Problem statement: Your task is to repeat the entries underneath exactly, minus the pictures.

Data records:
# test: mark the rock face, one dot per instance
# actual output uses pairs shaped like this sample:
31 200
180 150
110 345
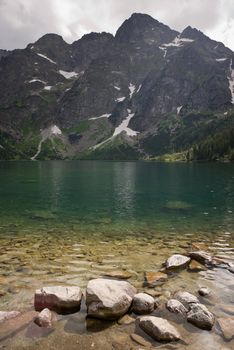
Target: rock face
143 304
177 307
44 319
227 327
7 315
201 256
146 65
108 299
186 298
61 299
159 328
154 278
200 316
177 261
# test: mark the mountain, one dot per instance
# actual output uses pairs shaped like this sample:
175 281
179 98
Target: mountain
145 92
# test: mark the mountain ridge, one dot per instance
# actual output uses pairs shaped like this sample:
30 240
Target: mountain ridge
177 88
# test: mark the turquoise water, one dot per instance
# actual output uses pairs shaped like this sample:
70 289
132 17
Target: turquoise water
66 222
119 195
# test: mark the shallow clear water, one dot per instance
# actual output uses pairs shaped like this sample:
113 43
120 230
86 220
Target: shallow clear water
64 222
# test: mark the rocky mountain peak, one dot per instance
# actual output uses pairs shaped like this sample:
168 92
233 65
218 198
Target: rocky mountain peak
143 28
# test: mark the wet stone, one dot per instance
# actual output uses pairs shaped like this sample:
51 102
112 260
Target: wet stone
177 261
195 266
152 279
142 304
44 319
200 316
159 328
227 327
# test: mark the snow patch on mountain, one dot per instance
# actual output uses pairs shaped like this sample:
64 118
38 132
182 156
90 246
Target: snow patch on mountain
46 58
47 134
120 99
221 59
231 81
37 80
132 89
101 116
178 42
164 50
124 126
68 75
179 109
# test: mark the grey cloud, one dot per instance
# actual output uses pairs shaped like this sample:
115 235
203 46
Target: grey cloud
24 21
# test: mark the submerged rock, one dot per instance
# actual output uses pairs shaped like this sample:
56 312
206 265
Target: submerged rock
177 261
44 319
159 328
177 307
118 274
227 327
126 319
140 340
143 304
200 316
201 256
186 298
108 299
154 278
204 291
7 315
195 266
58 298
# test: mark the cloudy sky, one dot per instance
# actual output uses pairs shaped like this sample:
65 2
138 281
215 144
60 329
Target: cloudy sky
24 21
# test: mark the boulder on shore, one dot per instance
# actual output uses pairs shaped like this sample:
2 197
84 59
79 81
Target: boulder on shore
186 298
177 261
159 328
200 316
177 307
44 319
7 315
195 266
61 299
204 291
108 298
143 304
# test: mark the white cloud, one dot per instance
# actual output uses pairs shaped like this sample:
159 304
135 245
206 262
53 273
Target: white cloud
24 21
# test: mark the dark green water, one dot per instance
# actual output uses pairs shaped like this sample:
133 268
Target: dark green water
68 222
118 196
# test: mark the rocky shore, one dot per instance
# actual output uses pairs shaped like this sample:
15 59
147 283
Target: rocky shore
153 319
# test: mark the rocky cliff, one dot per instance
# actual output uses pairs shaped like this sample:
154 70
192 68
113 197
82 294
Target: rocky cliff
146 91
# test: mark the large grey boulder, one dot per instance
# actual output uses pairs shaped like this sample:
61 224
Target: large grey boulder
143 303
7 315
159 328
108 299
200 316
61 299
186 298
177 261
177 307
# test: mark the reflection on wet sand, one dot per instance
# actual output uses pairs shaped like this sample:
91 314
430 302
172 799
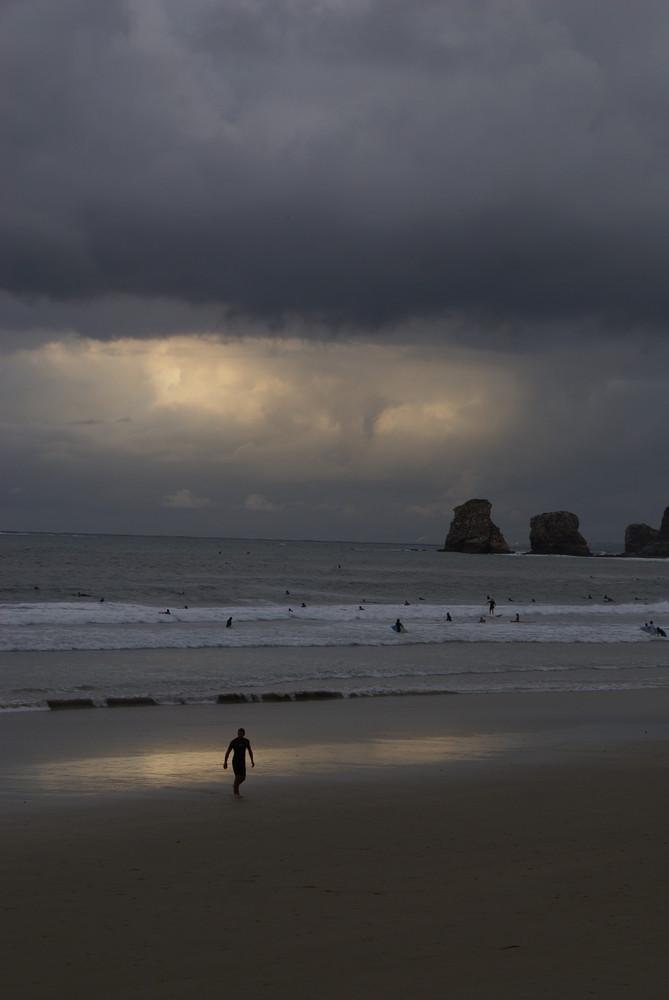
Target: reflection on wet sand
103 775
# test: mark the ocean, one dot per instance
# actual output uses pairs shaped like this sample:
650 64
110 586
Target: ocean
103 620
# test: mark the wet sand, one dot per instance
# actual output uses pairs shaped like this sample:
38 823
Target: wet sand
474 847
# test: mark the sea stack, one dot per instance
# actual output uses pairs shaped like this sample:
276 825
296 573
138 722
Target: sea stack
642 540
556 534
472 530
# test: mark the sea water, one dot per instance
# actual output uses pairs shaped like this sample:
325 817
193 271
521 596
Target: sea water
100 619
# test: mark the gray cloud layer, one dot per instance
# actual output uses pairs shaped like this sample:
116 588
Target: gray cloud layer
504 162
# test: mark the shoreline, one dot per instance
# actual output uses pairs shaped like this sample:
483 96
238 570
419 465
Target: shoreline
506 846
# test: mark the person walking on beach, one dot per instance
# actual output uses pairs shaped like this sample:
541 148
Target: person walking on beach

Task answer:
# test: mark the rock face, one dot per instance
# actual output uses pairs shaped like this sample:
31 200
180 150
110 345
Target: rock face
143 304
177 307
44 319
227 327
7 315
201 256
146 65
108 299
186 298
61 299
159 328
154 278
200 316
177 261
# test: mark the mountain, one dot per instance
# actual output uses pairs shaped like this sample:
175 281
179 98
Target: mountain
145 92
# test: mark the mountain ridge, one dot per instance
# actual output uses pairs shaped like this sample:
30 240
Target: mountain ridge
177 88
# test: mark the turquoise water, one dot per instance
# actual output uses pairs shaped like this sample:
70 289
132 17
Target: turquoise water
66 222
119 195
# test: mark the shallow clear water, one dot per instance
# actual output uses pairs shaped like this sample:
113 43
120 230
86 220
Target: shallow clear water
64 222
# test: mark the rocky mountain peak, one dot per instance
# actual output uses pairs shaped like this sample:
168 92
233 65
218 198
Target: rocky mountain peak
143 28
# test: mark the wet stone, one dot per instance
# actual output uses pairs shaped like this sample:
51 102
112 260
Target: wet stone
177 261
195 266
152 279
142 304
44 319
200 316
159 328
227 327
# test: mark the snow patch on mountain, one dot per instance
# actual output uses pairs shaped like this sample:
64 118
38 132
182 156
90 246
Target: snow patch on mountain
46 58
47 134
120 99
221 59
231 81
37 80
132 89
101 116
178 42
164 50
124 126
68 75
179 109
# test: mark the grey cloud, one dot per instance
# actual output uses pairs shaped like this sample:
115 235
203 46
Target: grey cloud
24 21
# test: mark the submerged rock, one dot per instance
# actual output uses pairs shaped like this sample:
56 312
206 265
Target: submerged rock
177 261
44 319
159 328
177 307
118 274
227 327
126 319
140 340
143 304
200 316
201 256
186 298
108 299
154 278
204 291
7 315
195 266
58 298
# test: mark the cloudy sky, one dot per instance
# actual output uses pairs shaped like this sample:
65 2
138 281
215 144
60 329
Target: cloudy sky
24 21
# test: mark the boulder on shore, one dot per instance
# actual output uses pairs shaped like this sample:
2 197
84 59
79 81
Target: boulder on shore
186 298
177 261
159 328
200 316
177 307
44 319
7 315
195 266
61 299
204 291
108 298
143 304
# test: mark the white cloud, one dot per instance
# actual output uses pairs shaped like this sample:
159 304
135 245
206 262
53 273
Target: white cloud
24 21
# test: mark the dark green water, one dot per instance
# actual output uses pairs shaped like this sample:
133 268
Target: dark green water
68 222
118 196
# test: mark the rocky shore, one dot per instance
# actual output uses pairs shaped like this sample:
15 59
147 283
Target: rocky shore
153 319
# test: mark the rocky cliff, one dot per instance
# actual output uses pairs shaped like this sample:
154 70
192 68
113 197
82 294
Target: rocky cliff
146 91
# test: mark the large grey boulder, one dot per instance
# actual output uses pairs shaped like this sample:
61 224
Target: large grey boulder
143 303
7 315
159 328
108 299
200 316
61 299
186 298
177 261
177 307
# test: mark the reflection on wet sand, one dot per instance
# actual output uses pairs shaped like this sample:
91 314
430 302
172 799
Target: reflection on wet sand
103 775
# test: mark the ocean, one dot per instance
# actual output uses pairs shaped like this sample:
650 64
110 586
Target: ocean
103 620
# test: mark the wet sand, one dot per instance
# actual output uses pairs shaped like this sample:
38 823
Target: wet sand
474 847
# test: mark the sea stack, one dot per instance
# actual output uses pairs shaped like this sample:
276 825
296 573
138 722
Target: sea stack
642 540
556 534
472 530
# test: mark the sea water, one dot per instance
# actual output uses pairs shaped like this sample:
325 817
193 271
521 596
Target: sea water
100 619
# test: mark the gray cloud layer, one dot per instance
# actual output uses pairs shaped like this sample:
116 588
Target: gray cloud layer
504 162
# test: mark the shoreline, one dot per instance
# actual output uses pairs shaped like this sample:
483 96
238 570
419 465
Target: shoreline
506 846
# test: mark the person walking on beach, one dot per instance
# actual output uses pairs shaped like this sample:
541 148
Target: person walking on beach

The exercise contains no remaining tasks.